◆ **DESCRIPTION OF THE TASK**
Could you write out the data that follows, exactly and in full?

>>>

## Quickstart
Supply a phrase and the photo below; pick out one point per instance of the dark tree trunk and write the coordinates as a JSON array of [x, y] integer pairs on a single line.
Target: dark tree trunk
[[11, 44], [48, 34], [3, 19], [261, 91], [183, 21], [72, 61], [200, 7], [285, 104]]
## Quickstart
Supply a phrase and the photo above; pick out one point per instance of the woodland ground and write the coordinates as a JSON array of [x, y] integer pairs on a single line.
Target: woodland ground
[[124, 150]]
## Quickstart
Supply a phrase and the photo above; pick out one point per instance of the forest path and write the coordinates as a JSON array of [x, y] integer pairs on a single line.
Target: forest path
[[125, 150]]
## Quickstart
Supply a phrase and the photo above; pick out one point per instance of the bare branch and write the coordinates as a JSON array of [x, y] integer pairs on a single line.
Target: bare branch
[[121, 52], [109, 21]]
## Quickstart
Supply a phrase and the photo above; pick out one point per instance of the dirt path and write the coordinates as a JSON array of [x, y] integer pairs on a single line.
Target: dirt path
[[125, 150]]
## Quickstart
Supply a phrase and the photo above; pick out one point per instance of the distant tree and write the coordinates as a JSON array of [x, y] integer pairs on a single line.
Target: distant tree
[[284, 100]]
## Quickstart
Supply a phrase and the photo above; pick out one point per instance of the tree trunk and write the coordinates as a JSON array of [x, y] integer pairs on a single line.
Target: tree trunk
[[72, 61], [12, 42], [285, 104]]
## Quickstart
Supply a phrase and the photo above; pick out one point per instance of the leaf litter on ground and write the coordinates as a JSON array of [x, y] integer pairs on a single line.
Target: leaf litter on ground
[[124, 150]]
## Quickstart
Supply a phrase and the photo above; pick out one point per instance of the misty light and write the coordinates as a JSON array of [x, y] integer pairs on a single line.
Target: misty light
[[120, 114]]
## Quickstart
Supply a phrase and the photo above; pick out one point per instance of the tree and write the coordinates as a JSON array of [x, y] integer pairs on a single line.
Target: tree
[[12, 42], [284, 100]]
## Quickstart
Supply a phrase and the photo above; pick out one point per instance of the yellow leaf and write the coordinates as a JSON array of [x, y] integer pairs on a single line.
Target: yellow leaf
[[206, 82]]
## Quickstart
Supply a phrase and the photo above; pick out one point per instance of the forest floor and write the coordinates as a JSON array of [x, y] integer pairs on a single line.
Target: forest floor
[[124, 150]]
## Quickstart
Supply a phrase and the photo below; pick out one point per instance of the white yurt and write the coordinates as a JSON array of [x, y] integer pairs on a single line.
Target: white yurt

<<<

◆ **ANSWER SPACE**
## Quickstart
Supply a phrase and the photo below; pick out one point per instance of the dark tree trunk and write the coordinates as a JSON array of [x, y] integer pairs on a single line.
Target: dark tree trunk
[[11, 44], [48, 34], [3, 19], [261, 91], [183, 21], [72, 61], [200, 7], [285, 104]]
## Quickstart
Supply a phrase and the photo above; pick out one point per instance of the woodland ground and write the coordinates as a JSON array of [x, y] integer pairs on a single line.
Target: woodland ground
[[124, 150]]
## Quickstart
Supply a phrase and the photo above; pick out one point per instance of the forest path and write the coordinates as a JSON array of [x, y] integer pairs on a single line.
Target: forest path
[[125, 150]]
## Quickstart
Supply a phrase and the photo above; pick out one point per instance of the bare branch and write the coordinates as a JSON array of [x, y] integer pairs on a single line.
Target: bare branch
[[121, 52], [109, 21]]
## Quickstart
Supply a phrase and the photo above; pick out one point per instance of the dirt path and write the coordinates as a JSON array of [x, y] integer pairs on a single line.
Target: dirt path
[[125, 150]]
## Quickstart
Supply a phrase and the photo above; pick out one point per instance of the distant tree and write the coordinates as a JSON array of [x, y] integer pairs on a single line.
Target: distant tree
[[284, 100]]
## Quickstart
Supply a phrase and the photo above; pick out one point per instance of the tree trunk and write the coordinates as a JSON array of [x, y] integer pairs on a single line.
Target: tree trunk
[[72, 61], [12, 42], [285, 104]]
## Quickstart
Supply a phrase and the photo above; pick out one point per instance of the leaf litter on ground and write the coordinates as a JSON array of [x, y] integer pairs on a single line.
Target: leaf litter on ground
[[124, 150]]
## Quickstart
Supply a phrase and the photo above; pick out one point per instance of the misty light and write the coordinates as a JSON array of [x, y] integer pairs on a single line.
Target: misty light
[[120, 114]]
## Quickstart
Supply a phrase and the photo above; pick out one point per instance of the tree and write the coordinates as a JSON array of [x, y] integer pairs on a single line.
Target: tree
[[12, 42], [284, 100]]
## Quickstart
Supply a phrase and the photo above; pick out one point per instance of the yellow leaf and write the coordinates as a JSON array of [x, y] integer pairs on a single line.
Target: yellow leaf
[[206, 82]]
## Quickstart
Supply a phrase and the photo above; pick out one point per instance of the forest floor and write the coordinates as a JSON array of [x, y] integer pairs on a single line.
Target: forest floor
[[124, 150]]
## Quickstart
Supply a phrase and the photo below; pick out one point per instance of the white yurt and write the coordinates as a JSON array of [x, y] integer pairs on a single line.
Target: white yurt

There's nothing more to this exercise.